DIRECTIONS FOR THIS TASK
Set out exactly, line by line, the stretch of data below that begins at the line containing "Query: blue and" and ends at the line containing "Query: freckled face of the red-haired woman", with both ends kept.

INFORMATION GIVEN Block Start

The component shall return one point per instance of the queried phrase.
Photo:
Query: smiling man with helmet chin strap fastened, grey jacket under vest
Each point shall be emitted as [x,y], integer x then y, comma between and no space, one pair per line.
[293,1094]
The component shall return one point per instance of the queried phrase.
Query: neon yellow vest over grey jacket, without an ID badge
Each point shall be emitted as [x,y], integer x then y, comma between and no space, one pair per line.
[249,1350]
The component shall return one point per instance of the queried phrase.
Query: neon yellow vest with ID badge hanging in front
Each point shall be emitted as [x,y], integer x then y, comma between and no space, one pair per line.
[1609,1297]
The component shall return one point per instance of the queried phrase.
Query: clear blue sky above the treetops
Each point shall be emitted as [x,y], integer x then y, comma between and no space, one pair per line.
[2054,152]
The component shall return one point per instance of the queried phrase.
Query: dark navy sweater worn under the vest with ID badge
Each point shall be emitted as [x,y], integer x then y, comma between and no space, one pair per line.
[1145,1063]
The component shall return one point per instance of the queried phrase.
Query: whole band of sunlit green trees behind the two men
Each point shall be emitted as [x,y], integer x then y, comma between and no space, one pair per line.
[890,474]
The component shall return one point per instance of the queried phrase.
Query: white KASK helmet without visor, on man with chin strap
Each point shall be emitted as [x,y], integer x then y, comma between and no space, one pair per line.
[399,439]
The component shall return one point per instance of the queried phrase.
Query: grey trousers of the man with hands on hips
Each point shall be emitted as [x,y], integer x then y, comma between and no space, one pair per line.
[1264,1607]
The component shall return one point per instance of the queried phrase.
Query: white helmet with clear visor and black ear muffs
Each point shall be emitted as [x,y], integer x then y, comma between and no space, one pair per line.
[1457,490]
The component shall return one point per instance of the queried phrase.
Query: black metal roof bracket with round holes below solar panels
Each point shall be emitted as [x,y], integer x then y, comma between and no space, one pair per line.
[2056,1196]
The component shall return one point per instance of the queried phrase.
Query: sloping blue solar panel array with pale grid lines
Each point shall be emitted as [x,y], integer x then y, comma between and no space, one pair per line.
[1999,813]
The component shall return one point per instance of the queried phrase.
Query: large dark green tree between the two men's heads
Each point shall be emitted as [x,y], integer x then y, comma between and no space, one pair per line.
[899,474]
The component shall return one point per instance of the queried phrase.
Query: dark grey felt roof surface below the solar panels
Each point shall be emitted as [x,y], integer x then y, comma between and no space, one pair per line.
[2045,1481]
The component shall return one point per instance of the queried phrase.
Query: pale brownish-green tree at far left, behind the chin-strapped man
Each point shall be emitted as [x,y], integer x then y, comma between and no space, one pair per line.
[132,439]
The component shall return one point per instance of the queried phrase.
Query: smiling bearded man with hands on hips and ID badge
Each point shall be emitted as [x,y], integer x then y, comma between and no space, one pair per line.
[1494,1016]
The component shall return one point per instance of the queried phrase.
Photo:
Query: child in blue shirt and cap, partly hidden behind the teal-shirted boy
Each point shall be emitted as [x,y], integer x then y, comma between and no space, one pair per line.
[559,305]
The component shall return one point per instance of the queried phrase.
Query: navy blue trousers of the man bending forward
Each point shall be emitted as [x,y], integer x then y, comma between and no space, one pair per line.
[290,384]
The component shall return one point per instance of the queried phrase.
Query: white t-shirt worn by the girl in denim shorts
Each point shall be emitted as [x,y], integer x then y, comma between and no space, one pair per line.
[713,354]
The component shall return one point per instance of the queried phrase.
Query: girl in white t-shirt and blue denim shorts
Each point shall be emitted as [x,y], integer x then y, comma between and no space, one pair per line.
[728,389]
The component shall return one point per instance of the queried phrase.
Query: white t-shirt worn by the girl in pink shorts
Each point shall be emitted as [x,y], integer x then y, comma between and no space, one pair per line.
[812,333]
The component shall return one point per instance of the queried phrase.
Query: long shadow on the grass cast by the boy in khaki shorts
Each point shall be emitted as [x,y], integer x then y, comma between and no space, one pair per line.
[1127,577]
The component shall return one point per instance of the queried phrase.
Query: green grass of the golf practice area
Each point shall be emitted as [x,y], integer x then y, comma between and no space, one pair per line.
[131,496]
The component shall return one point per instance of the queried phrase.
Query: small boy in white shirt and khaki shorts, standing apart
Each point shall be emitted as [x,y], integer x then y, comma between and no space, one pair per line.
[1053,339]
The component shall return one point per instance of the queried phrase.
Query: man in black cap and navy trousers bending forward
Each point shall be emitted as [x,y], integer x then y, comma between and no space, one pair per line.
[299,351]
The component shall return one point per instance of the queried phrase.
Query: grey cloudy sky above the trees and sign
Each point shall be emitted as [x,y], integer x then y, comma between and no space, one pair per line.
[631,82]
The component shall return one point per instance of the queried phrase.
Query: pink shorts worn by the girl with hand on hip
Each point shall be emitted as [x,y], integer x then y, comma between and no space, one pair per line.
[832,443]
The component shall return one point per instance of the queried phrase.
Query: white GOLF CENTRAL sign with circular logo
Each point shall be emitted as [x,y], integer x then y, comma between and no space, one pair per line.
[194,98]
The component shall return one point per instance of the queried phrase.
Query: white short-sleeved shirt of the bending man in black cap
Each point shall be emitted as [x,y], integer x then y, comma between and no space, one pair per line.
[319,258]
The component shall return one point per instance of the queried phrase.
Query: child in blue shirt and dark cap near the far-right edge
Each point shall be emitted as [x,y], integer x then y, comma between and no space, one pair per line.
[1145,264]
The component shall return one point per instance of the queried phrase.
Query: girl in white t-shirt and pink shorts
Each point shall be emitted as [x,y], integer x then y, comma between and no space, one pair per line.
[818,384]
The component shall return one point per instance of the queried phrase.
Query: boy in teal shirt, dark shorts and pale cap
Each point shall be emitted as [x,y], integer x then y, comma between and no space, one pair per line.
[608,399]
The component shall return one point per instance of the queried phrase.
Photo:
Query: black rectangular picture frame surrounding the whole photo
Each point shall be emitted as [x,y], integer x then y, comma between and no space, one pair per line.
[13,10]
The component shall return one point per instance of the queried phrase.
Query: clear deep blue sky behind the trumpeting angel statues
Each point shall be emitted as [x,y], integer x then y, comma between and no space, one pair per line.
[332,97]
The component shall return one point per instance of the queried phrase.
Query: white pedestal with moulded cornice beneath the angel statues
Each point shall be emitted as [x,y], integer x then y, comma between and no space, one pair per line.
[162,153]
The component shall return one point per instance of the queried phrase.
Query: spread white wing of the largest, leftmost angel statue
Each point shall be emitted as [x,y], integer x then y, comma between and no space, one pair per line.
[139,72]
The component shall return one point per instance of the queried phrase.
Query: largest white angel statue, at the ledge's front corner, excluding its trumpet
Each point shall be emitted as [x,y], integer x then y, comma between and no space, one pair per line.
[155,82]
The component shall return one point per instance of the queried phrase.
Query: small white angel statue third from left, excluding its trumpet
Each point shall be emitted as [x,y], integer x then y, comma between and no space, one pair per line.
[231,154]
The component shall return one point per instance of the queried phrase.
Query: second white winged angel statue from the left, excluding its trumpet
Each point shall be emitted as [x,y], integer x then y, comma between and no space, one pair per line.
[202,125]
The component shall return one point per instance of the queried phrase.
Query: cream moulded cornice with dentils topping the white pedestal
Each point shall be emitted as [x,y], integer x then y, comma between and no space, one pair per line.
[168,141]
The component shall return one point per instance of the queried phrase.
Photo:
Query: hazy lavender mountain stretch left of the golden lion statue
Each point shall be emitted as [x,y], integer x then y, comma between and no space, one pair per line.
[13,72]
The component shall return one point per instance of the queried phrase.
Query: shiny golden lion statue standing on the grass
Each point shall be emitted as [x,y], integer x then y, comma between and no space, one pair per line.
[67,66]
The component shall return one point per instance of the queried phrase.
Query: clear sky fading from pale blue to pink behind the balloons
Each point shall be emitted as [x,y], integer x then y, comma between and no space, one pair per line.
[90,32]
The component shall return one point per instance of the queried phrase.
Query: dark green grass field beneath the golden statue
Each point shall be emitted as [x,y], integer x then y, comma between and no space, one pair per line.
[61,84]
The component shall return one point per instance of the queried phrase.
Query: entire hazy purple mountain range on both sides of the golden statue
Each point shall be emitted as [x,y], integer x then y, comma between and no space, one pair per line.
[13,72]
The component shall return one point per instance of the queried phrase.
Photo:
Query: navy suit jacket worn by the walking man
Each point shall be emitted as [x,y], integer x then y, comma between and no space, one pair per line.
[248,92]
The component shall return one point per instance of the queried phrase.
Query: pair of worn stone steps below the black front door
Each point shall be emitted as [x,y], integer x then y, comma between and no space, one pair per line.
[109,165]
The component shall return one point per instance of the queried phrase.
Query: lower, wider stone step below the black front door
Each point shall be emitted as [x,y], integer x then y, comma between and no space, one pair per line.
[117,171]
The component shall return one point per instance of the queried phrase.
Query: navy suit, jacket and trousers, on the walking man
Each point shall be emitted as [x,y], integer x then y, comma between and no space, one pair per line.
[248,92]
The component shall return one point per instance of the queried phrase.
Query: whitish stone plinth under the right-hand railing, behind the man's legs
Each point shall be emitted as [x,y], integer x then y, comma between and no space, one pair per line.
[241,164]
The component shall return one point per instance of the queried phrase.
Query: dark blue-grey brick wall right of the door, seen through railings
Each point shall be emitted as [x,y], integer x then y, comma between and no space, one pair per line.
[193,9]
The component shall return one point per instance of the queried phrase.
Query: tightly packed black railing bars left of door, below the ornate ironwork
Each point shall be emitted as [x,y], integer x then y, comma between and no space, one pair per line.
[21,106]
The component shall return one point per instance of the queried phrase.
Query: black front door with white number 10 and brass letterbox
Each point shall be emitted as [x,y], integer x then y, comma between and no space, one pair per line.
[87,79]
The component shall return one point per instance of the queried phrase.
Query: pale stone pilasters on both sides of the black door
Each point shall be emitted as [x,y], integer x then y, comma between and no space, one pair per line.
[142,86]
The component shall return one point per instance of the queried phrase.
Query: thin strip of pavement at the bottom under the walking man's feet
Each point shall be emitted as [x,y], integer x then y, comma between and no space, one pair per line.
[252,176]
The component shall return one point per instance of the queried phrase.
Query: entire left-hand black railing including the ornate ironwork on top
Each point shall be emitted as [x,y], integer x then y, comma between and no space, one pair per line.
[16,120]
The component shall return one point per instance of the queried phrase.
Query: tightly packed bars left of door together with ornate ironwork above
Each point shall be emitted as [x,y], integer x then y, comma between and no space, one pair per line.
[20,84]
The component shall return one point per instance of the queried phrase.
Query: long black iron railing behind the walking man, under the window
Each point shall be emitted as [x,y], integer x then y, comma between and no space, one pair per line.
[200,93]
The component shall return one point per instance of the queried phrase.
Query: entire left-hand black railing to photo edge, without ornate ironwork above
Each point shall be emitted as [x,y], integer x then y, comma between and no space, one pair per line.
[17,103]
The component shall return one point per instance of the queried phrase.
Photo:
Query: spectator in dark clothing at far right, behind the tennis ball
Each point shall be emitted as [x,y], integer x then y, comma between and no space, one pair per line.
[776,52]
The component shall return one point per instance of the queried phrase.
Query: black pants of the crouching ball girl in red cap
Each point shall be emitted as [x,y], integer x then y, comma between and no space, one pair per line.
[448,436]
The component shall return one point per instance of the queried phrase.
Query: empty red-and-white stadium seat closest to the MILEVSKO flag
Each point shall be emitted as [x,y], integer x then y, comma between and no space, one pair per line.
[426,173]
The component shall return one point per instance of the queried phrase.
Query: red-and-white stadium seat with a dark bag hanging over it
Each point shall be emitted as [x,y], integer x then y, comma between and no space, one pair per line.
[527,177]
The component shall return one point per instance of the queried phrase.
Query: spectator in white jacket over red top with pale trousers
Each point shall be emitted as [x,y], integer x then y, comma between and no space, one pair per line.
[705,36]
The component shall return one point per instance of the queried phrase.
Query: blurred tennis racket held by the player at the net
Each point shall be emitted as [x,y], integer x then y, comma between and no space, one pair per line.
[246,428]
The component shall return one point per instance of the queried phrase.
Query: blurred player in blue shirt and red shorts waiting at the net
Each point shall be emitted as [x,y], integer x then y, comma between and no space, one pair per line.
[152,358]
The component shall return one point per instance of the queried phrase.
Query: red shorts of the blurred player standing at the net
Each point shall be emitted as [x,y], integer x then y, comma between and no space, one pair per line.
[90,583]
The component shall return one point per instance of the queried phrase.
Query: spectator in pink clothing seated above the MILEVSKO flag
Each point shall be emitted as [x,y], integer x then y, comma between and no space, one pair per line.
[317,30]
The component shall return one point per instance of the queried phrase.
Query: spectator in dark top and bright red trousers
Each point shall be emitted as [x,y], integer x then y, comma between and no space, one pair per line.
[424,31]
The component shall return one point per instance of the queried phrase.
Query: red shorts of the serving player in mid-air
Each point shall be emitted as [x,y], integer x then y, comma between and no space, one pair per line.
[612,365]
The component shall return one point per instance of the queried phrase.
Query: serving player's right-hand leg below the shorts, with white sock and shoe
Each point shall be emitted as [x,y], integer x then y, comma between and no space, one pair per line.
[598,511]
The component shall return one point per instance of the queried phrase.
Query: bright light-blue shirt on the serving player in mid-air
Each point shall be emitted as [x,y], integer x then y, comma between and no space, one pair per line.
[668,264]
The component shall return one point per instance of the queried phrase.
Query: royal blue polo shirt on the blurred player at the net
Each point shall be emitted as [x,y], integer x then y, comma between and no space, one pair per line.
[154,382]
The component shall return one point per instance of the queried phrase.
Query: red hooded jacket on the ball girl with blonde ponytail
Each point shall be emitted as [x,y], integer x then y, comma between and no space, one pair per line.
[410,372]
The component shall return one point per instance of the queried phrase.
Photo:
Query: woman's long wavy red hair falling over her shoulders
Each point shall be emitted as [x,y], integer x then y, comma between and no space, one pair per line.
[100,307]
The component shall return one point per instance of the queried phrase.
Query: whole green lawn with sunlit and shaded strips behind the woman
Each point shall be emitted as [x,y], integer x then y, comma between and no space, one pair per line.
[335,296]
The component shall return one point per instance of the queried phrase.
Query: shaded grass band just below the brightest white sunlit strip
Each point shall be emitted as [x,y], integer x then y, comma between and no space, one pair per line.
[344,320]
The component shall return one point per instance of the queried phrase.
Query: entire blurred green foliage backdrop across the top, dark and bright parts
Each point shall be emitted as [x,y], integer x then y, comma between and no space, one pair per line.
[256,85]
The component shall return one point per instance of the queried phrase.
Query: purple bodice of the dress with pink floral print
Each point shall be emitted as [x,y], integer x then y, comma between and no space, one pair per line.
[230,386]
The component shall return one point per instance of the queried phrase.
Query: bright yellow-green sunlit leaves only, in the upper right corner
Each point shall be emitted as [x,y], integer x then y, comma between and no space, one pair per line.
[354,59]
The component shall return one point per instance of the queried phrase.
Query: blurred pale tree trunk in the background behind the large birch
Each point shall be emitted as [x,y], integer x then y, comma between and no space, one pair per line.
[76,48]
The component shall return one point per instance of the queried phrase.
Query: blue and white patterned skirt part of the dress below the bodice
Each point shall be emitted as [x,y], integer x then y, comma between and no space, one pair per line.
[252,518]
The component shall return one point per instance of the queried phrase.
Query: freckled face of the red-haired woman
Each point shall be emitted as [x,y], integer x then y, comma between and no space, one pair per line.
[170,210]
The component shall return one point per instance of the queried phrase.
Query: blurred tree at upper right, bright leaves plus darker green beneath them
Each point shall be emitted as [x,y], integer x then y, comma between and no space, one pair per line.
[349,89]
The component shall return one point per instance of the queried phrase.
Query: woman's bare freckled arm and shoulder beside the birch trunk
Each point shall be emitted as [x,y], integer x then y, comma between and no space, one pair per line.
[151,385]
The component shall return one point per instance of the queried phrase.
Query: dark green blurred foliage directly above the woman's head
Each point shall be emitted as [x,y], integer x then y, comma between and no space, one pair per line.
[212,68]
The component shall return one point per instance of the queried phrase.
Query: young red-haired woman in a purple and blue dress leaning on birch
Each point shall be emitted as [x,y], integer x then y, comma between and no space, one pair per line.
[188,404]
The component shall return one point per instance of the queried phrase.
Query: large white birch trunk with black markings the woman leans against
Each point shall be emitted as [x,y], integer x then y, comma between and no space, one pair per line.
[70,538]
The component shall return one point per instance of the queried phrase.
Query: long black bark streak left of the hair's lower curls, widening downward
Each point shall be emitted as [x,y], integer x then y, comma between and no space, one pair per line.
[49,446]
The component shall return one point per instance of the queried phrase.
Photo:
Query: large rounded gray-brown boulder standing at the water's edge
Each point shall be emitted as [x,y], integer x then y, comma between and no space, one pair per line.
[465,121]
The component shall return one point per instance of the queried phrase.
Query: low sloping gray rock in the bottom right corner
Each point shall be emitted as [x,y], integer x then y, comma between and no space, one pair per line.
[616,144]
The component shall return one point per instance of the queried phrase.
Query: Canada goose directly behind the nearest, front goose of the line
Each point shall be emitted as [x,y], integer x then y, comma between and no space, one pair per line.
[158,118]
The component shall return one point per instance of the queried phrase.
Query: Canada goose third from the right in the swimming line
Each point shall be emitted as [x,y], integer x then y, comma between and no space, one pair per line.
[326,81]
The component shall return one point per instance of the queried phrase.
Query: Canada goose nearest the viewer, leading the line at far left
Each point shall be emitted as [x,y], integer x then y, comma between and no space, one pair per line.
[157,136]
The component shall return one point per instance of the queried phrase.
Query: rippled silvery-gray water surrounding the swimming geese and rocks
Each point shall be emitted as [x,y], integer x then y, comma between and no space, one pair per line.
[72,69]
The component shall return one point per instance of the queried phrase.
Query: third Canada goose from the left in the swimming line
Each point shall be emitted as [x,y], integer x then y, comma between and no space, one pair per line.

INFORMATION GIVEN Block End

EXERCISE SOLUTION
Query: blue and white patterned skirt part of the dress below the bodice
Each point shall be emitted as [x,y], integer x then y, comma between and no space, one pair per line.
[252,518]
The component shall return one point per instance of the queried phrase.
Query: freckled face of the red-haired woman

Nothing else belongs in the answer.